### Listed entries
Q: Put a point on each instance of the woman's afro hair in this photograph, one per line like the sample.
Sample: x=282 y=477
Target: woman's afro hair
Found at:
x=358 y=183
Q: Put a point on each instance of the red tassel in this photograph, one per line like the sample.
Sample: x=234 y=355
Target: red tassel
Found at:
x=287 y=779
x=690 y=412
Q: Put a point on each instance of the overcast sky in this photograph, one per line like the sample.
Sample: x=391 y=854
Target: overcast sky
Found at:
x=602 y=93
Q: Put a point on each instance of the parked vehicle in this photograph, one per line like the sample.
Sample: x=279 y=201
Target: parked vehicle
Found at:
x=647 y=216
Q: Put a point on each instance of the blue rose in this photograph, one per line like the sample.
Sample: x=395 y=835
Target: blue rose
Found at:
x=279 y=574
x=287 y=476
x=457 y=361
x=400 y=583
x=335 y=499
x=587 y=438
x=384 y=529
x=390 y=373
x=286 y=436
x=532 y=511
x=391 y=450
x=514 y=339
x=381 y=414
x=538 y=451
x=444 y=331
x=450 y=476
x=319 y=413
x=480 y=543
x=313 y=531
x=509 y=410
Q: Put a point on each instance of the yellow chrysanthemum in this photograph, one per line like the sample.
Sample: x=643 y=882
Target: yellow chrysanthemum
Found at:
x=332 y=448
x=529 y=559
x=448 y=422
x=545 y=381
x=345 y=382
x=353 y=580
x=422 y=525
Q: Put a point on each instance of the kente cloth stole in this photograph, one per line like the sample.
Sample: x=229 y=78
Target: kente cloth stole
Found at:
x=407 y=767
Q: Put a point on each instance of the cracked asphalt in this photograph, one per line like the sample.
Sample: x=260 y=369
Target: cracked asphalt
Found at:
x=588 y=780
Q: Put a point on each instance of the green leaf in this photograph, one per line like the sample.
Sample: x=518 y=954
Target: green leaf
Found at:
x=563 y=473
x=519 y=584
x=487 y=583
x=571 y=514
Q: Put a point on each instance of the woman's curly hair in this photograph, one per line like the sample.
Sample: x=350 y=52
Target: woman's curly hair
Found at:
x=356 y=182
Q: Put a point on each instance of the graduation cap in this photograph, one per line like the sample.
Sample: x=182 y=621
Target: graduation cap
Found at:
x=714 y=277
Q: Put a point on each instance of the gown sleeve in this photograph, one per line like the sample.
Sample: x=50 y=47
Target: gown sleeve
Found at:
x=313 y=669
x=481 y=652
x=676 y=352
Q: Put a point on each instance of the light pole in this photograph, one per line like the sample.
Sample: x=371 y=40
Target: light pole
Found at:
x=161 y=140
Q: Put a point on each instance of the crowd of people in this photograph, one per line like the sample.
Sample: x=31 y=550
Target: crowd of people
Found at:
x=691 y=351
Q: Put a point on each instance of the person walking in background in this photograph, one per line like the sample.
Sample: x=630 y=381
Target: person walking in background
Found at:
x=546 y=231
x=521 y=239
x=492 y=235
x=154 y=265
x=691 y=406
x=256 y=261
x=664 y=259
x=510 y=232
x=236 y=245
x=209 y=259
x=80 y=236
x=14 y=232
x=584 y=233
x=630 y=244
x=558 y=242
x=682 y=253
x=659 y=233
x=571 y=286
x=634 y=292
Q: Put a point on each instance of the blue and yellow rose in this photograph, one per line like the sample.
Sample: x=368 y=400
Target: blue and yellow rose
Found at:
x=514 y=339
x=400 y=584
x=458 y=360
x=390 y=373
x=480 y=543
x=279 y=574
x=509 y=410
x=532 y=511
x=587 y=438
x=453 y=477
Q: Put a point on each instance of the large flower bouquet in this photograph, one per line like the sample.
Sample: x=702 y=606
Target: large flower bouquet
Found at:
######
Start with the line above that contains "Sample: x=279 y=201" and stop after the line that contains "Target: person walking in background". Output those lines exactly, and only those.

Sample: x=279 y=201
Target: parked vehicle
Found at:
x=647 y=216
Q: Put a point on each instance of the blue rose in this photograph, one per line like the sample.
Sample: x=395 y=835
Target: blue rose
Found at:
x=279 y=574
x=287 y=476
x=457 y=361
x=400 y=583
x=335 y=499
x=587 y=438
x=384 y=529
x=390 y=373
x=286 y=436
x=532 y=511
x=391 y=450
x=514 y=339
x=381 y=414
x=538 y=451
x=444 y=331
x=450 y=476
x=319 y=413
x=480 y=543
x=313 y=531
x=509 y=410
Q: Put a point on each instance of the yellow chrysanthemum in this photograph, one per line like the sample.
Sample: x=643 y=882
Target: yellow chrysanthemum
Found at:
x=332 y=448
x=529 y=559
x=448 y=422
x=545 y=381
x=345 y=382
x=353 y=580
x=422 y=525
Q: Put a point on each instance of the kente cloth stole in this photograph, one per line like the sample.
Sample: x=229 y=78
Target: kente cloth stole
Found at:
x=407 y=767
Q: Put a point on each instance of the cracked asphalt in this photograph, one per line like the sample.
Sample: x=260 y=369
Target: cracked asphalt
Found at:
x=588 y=780
Q: Put a point on each instance of the green leaf in this photograph, one per line like the sample.
Sample: x=518 y=954
Target: green leaf
Found at:
x=563 y=473
x=519 y=584
x=487 y=583
x=571 y=514
Q: Put a point on each instance of the woman's curly hair in this photograph, one per line like the sample.
Sample: x=350 y=52
Target: woman's curly hair
Found at:
x=356 y=182
Q: Put a point on each instance of the graduation cap in this photograph, one per line like the sample.
Sample: x=182 y=621
Target: graduation cap
Found at:
x=714 y=277
Q: Put a point on each instance of the gown sleeve in this photograph, one per line like the sample.
Sample: x=50 y=47
Target: gown sleeve
Found at:
x=313 y=669
x=481 y=652
x=676 y=352
Q: Put a point on each instance of the light pole in this photograph, one per line like the sample.
Sample: x=371 y=40
Target: light pole
Found at:
x=161 y=140
Q: Put a point on each instance of the crowd of people in this photograph, one per line like the sample.
Sample: x=31 y=550
Target: crowd of people
Found at:
x=691 y=351
Q: Put a point on each instance of the person walking in background in this photograph, one per line like the sample.
Sample: x=630 y=381
Target: person walking in background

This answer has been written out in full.